Every record below is to be retyped exactly, with the pictures left out.

--- Records shown Enclosed Below ---

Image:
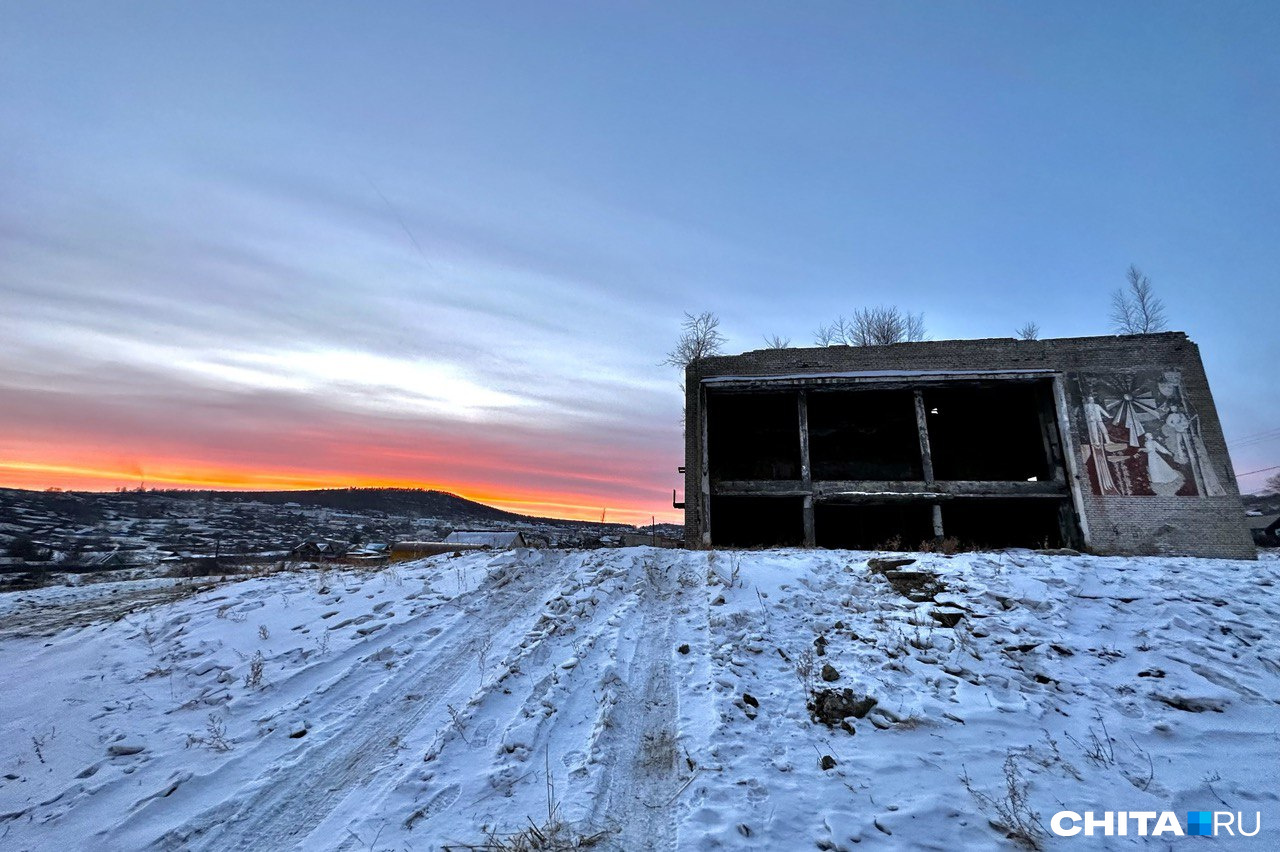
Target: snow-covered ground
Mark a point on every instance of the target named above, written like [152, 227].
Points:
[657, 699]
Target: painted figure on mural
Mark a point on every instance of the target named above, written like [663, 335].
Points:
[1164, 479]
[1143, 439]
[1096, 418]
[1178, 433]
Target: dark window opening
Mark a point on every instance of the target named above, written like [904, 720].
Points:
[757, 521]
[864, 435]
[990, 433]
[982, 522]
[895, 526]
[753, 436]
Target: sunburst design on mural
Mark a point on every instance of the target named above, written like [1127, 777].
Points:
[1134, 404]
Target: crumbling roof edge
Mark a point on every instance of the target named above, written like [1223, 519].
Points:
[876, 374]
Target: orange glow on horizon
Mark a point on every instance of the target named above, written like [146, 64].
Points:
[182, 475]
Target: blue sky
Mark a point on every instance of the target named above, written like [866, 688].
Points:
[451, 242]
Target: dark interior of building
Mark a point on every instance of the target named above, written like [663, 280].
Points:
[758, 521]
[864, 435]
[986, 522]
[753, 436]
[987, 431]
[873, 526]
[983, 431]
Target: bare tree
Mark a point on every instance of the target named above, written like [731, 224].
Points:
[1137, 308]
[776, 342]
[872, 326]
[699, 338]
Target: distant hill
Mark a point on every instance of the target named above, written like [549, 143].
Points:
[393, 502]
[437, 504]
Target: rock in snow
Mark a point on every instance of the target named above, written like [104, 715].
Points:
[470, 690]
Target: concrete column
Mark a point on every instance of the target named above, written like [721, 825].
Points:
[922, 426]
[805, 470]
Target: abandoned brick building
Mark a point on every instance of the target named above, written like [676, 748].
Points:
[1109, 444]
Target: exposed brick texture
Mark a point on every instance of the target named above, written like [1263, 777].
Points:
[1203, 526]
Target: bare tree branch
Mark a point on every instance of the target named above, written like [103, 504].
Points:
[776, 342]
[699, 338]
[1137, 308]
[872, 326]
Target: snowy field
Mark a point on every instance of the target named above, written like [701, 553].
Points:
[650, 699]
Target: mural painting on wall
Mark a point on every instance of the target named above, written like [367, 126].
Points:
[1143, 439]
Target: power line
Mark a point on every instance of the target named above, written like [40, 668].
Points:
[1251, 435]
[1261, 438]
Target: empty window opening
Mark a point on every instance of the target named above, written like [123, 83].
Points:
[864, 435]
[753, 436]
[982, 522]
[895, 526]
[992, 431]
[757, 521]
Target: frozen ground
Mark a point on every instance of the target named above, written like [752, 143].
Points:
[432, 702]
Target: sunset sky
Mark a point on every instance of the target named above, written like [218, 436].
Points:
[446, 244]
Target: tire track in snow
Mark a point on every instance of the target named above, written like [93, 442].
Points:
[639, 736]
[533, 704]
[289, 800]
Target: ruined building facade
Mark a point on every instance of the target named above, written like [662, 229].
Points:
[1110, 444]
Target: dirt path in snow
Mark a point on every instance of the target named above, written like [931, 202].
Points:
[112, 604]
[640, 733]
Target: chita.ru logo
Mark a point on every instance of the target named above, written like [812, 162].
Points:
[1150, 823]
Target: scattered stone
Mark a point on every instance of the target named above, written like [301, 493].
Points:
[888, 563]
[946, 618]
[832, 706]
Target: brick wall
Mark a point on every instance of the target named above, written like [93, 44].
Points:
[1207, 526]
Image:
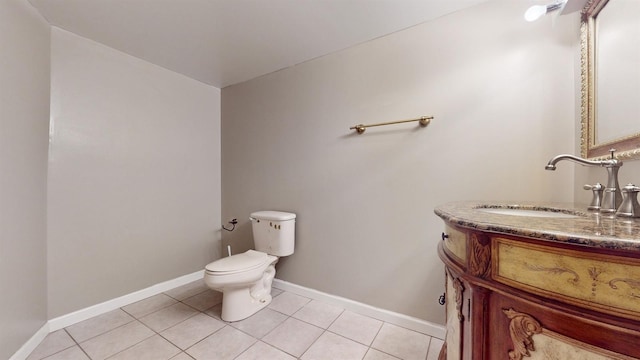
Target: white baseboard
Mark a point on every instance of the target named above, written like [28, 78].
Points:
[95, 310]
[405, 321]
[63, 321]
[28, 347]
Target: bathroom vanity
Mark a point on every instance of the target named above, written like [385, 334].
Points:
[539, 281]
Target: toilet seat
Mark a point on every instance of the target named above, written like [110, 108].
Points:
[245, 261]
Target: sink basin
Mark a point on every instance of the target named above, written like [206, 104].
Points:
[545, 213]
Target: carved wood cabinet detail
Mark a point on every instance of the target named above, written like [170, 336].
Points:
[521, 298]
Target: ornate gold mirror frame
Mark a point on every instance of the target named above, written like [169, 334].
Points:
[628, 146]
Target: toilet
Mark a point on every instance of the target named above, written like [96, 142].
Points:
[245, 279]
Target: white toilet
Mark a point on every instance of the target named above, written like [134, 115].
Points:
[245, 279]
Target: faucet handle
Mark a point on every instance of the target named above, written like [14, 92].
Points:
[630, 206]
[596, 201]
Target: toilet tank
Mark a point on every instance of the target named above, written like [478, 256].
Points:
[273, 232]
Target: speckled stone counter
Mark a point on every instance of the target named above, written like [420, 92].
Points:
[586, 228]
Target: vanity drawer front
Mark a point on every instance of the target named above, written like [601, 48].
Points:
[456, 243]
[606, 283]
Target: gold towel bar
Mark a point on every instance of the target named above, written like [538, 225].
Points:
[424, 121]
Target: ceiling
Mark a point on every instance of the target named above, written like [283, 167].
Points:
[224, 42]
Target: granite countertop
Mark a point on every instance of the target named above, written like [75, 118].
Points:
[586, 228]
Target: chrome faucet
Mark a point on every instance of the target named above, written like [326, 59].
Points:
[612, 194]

--- End of Enclosed Records shown ---

▶ **Worked solution**:
Image:
Target: snow-covered ground
Mark a point on every instance of the target named above, written like [152, 227].
Points:
[657, 699]
Target: painted figure on mural
Mark a point on every instance of the target named above, written like [663, 335].
Points:
[1164, 479]
[1143, 439]
[1096, 418]
[1178, 433]
Target: dark window opening
Mark a point on every instance of the target named above, written like [904, 720].
Points:
[757, 521]
[864, 435]
[990, 433]
[982, 522]
[895, 526]
[753, 436]
Target: sunburst design on mural
Mark a point on every instance of the target named above, written like [1127, 777].
Points:
[1134, 404]
Target: crumbling roof edge
Mark a point on every instance of the target named above, written like [1223, 519].
Points:
[876, 374]
Target: orange glow on horizon
Mark a point on every instance of the target named above, written like [146, 64].
Points:
[182, 475]
Target: blue sky
Mark a point on every instance of the target named above, written like [866, 688].
Points:
[451, 242]
Target: dark interior of building
Mark a point on every instance of the target named above, written like [663, 280].
Points:
[758, 521]
[864, 435]
[986, 522]
[753, 436]
[987, 431]
[873, 526]
[983, 431]
Target: bare tree
Mark a point on every instance of the target named above, written like [731, 224].
Points:
[1137, 308]
[776, 342]
[872, 326]
[699, 338]
Target: distant hill
Mark a point on every instance of the target named above, written like [549, 143].
Points:
[393, 502]
[437, 504]
Target: rock in snow
Mark a point on every instance of the target named above, written like [104, 715].
Points:
[470, 690]
Target: concrete column
Mark a point on every instance of the target named above, written like [721, 825].
Points:
[922, 426]
[805, 470]
Target: abandoned brick building
Mark a point on every instance of the target named above, written like [676, 748].
Points:
[1109, 444]
Target: exposed brick texture
Mark a point on every instance of the target named above, written like [1263, 777].
Points:
[1203, 526]
Target: bare tree branch
Mark a point on every instance of the target named above, written like [103, 504].
Points:
[776, 342]
[699, 338]
[1137, 308]
[872, 326]
Target: snowy field
Mark a point on every instance of the target named above, written like [701, 553].
Points:
[650, 699]
Target: mural painting on wall
Mark a point on every instance of the target named above, written like [367, 126].
Points:
[1143, 439]
Target: power line
Mark a point on every instance of the target named above, written like [40, 668].
Points:
[1251, 435]
[1261, 438]
Target: empty window opening
Mark a point on every instance of the target named above, written like [123, 83].
Points:
[864, 435]
[753, 436]
[982, 522]
[895, 526]
[992, 431]
[757, 521]
Target: frozen ground
Mark a point on every instance of the target named above, written like [752, 143].
Points:
[432, 702]
Target: sunset sky
Mark a point on every instance of the target named above, written like [218, 436].
Points:
[446, 244]
Target: tire track in snow
Mark a point on every instance of the target named above, written like [93, 442].
Points:
[639, 736]
[533, 704]
[289, 800]
Target: ruined building facade
Mark a point on every instance of the target named above, written like [662, 229].
Points:
[1110, 444]
Target: dirt path in snow
Mark a point on every instance of the target named above, written like [931, 202].
Points:
[112, 604]
[640, 733]
Target: chita.ru logo
Mark a point on every instance of the target named above, written like [812, 162].
Points:
[1150, 823]
Target: scattered stone
Mark a point on every instance of the target named above, written like [301, 493].
Points:
[888, 563]
[946, 618]
[832, 706]
Target: brick wall
Mark a point on every instance of the target named above, written like [93, 44].
Points:
[1207, 526]
Image:
Target: white baseboard
Mark a point on every instance of the target named above, written like [28, 78].
Points:
[95, 310]
[405, 321]
[63, 321]
[28, 347]
Target: bathroom vanity
Mark a point on every instance of the target named above, written like [385, 334].
Points:
[539, 281]
Target: toilet seat
Mark a point on every instance of the target named above, written like [110, 108].
Points:
[245, 261]
Target: sink basin
Mark a point on every instance of the target named above, written like [206, 104].
Points:
[545, 213]
Target: carved wood cabinet detail
Mark a point on every instance of the target named above, written like [170, 336].
Points:
[521, 298]
Target: ornate gold mirror frame
Mark a point on every instance of the target named above, written like [169, 334].
Points:
[628, 146]
Target: toilet
Mark a point on every instance of the target named above, written like [96, 142].
Points:
[245, 279]
Target: white toilet
Mark a point on every instance of the target named above, written like [134, 115].
Points:
[245, 279]
Target: faucet handle
Mark a point on every instance of the target named above, written like [14, 92].
Points:
[630, 206]
[596, 201]
Target: toilet tank
Mark a point on every instance of the target named above, written like [478, 256].
Points:
[273, 232]
Target: speckled stone counter
Mark a point on every instance of the target named above, written like [420, 92].
Points:
[586, 228]
Target: vanity drawer front
Mark a point on every instance of the target named above, written like [601, 48].
Points:
[456, 243]
[606, 283]
Target: gold towel bar
Mark a point on every instance of the target named above, written like [538, 225].
Points:
[424, 121]
Target: ceiling
Mark a point on every instance of the target named above, written like [283, 167].
Points:
[224, 42]
Target: granite countertop
Mark a point on every instance of the target named above, written like [75, 118].
Points:
[586, 228]
Target: chrome faucet
Mark a point on every instance of the target named above, written like [326, 59].
Points:
[612, 194]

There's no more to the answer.